= Beginning of Section =

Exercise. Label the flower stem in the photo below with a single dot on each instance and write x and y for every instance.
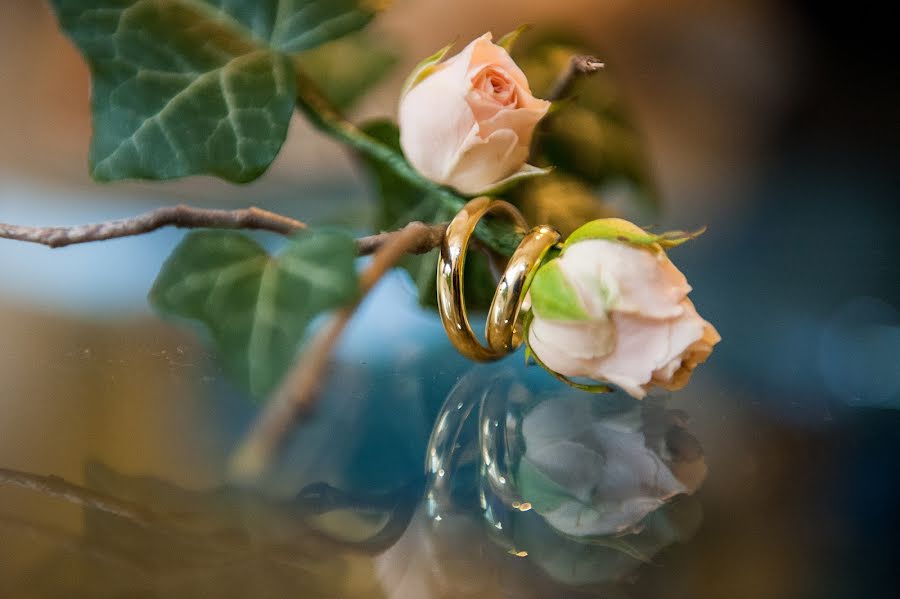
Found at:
(496, 234)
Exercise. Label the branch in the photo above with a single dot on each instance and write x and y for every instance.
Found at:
(54, 486)
(187, 217)
(184, 217)
(296, 395)
(579, 66)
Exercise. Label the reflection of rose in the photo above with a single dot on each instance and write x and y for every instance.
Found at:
(595, 476)
(615, 311)
(469, 122)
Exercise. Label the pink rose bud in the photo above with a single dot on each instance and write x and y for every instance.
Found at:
(612, 307)
(467, 122)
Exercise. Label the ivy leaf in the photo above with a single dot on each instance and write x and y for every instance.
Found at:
(256, 306)
(183, 87)
(400, 204)
(616, 229)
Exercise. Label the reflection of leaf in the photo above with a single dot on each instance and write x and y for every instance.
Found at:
(590, 476)
(346, 68)
(256, 306)
(591, 138)
(184, 87)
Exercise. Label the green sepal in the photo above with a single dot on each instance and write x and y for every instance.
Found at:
(617, 229)
(553, 297)
(424, 69)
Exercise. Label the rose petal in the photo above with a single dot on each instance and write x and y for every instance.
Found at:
(442, 95)
(570, 349)
(632, 280)
(485, 160)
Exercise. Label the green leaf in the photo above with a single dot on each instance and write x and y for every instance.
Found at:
(347, 67)
(183, 87)
(256, 307)
(553, 297)
(616, 229)
(525, 173)
(401, 203)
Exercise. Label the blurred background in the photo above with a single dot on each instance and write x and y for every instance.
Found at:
(773, 123)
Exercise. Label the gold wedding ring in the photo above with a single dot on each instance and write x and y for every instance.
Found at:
(502, 331)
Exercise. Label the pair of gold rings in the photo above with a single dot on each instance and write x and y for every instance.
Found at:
(503, 331)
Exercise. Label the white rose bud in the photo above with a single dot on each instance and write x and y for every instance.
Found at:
(612, 307)
(467, 122)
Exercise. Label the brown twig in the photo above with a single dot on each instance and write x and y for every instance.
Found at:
(188, 217)
(54, 486)
(185, 217)
(578, 66)
(295, 397)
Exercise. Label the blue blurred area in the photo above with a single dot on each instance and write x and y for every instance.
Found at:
(805, 285)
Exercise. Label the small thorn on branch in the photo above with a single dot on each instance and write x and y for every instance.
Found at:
(185, 217)
(579, 66)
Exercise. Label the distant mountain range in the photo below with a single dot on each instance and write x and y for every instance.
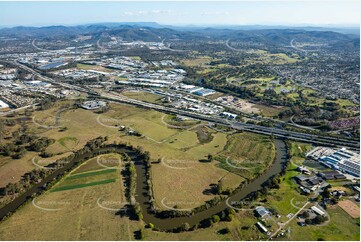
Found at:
(151, 31)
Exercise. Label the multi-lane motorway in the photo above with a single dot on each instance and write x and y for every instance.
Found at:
(276, 132)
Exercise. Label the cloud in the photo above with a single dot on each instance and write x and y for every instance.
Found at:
(216, 13)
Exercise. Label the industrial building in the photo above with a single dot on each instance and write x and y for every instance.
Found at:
(343, 160)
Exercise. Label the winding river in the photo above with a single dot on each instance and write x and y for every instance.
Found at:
(142, 192)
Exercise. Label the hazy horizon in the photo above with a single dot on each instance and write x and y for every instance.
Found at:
(268, 13)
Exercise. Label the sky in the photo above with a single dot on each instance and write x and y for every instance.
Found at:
(307, 12)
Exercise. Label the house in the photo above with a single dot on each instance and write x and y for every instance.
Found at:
(261, 211)
(304, 170)
(261, 227)
(301, 178)
(318, 211)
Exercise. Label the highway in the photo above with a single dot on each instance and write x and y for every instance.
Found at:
(276, 132)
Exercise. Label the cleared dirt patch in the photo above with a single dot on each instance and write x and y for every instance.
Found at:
(349, 207)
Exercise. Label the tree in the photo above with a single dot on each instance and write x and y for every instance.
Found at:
(215, 218)
(185, 227)
(219, 187)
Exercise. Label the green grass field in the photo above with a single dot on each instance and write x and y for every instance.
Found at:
(144, 96)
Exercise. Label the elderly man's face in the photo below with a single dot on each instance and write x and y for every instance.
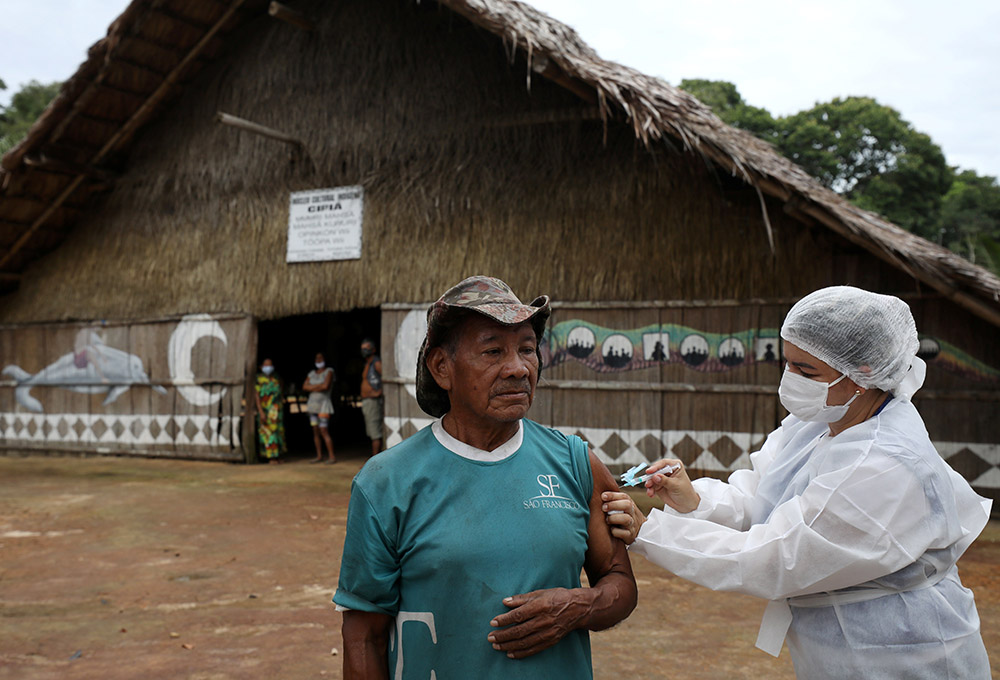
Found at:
(492, 375)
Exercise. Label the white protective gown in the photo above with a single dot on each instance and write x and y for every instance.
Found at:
(873, 517)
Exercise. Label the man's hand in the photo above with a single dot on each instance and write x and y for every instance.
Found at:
(542, 618)
(538, 620)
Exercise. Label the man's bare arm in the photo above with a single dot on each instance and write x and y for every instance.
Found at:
(607, 562)
(541, 618)
(366, 645)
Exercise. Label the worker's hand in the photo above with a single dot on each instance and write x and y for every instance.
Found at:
(623, 515)
(538, 620)
(674, 488)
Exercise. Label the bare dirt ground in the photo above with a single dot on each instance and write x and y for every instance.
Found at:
(115, 568)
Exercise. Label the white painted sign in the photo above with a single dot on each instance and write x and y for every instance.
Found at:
(325, 224)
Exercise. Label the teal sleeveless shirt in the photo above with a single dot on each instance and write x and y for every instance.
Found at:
(438, 541)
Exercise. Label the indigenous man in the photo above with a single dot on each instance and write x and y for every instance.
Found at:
(465, 542)
(372, 405)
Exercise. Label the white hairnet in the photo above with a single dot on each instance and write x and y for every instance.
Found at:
(870, 337)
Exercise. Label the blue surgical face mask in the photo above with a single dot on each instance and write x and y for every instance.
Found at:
(806, 399)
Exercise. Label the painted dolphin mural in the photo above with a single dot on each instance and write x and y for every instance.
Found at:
(101, 369)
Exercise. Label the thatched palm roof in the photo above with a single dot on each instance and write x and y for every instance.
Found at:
(156, 47)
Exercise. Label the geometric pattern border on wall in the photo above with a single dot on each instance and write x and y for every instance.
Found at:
(72, 428)
(695, 447)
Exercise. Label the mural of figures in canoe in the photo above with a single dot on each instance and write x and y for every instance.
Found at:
(607, 350)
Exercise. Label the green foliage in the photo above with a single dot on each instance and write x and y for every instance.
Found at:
(726, 102)
(871, 155)
(25, 107)
(970, 219)
(867, 152)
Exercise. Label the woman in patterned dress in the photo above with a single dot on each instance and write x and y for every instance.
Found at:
(270, 410)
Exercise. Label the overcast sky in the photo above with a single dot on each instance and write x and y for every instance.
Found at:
(937, 63)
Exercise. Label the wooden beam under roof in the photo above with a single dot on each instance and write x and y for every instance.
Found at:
(290, 16)
(256, 128)
(43, 162)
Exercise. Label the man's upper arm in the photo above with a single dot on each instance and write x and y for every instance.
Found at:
(605, 553)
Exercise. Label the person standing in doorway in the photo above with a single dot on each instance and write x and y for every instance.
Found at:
(372, 403)
(319, 385)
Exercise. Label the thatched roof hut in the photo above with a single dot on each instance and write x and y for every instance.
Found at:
(85, 150)
(488, 138)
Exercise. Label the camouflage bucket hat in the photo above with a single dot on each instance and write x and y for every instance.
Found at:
(481, 294)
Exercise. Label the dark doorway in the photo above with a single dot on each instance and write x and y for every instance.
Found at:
(292, 343)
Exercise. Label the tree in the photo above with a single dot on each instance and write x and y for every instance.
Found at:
(867, 152)
(970, 219)
(727, 103)
(24, 109)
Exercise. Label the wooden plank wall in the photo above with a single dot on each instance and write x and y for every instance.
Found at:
(166, 387)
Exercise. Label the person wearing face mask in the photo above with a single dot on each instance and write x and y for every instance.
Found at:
(849, 521)
(319, 385)
(270, 413)
(372, 406)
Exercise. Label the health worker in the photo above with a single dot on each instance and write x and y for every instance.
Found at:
(849, 521)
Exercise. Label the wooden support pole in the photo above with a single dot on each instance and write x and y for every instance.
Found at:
(291, 16)
(256, 128)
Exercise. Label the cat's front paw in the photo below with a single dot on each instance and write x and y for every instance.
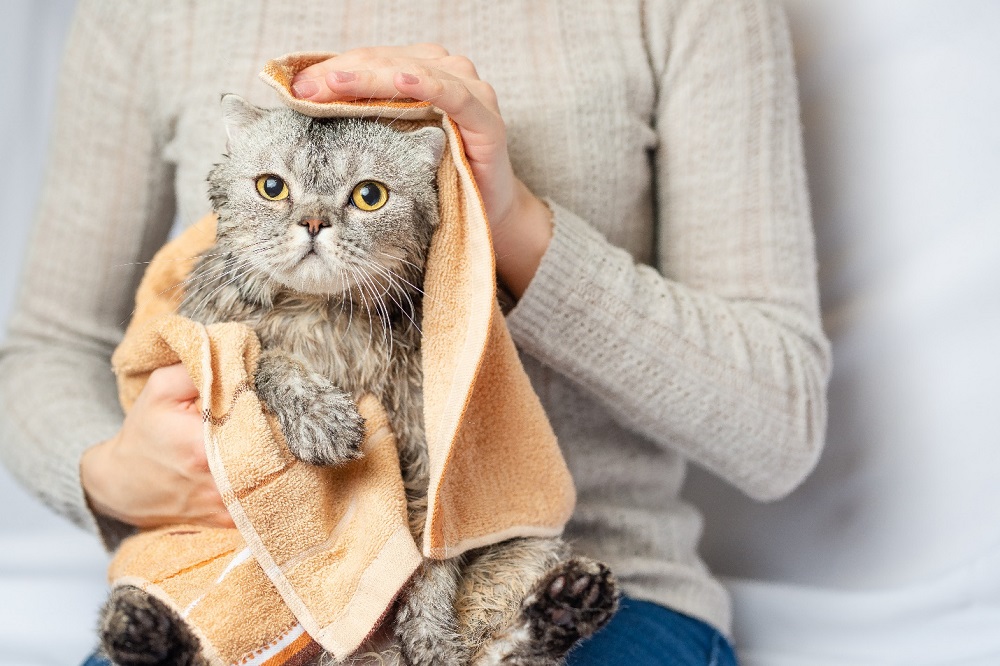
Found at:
(320, 422)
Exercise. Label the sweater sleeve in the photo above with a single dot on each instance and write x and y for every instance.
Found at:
(106, 205)
(719, 353)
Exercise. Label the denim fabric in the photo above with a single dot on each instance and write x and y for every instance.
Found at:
(645, 634)
(640, 634)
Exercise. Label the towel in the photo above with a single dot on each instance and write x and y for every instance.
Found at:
(320, 554)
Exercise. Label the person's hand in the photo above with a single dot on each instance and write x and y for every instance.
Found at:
(520, 223)
(154, 471)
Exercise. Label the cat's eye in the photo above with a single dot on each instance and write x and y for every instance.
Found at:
(369, 195)
(272, 187)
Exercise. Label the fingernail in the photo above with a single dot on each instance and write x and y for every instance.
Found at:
(344, 77)
(305, 88)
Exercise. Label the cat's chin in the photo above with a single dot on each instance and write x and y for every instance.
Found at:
(310, 278)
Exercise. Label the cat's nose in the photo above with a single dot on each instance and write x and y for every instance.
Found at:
(314, 224)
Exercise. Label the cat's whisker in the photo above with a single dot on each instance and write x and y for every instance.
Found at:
(392, 284)
(380, 309)
(364, 301)
(238, 273)
(194, 277)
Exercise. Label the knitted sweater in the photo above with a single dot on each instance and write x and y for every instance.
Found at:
(673, 318)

= End of Section =

__WHAT IS EXPECTED__
Output the number of lines above holding the word "blue", and nothing besides it.

__ANSWER SPACE__
2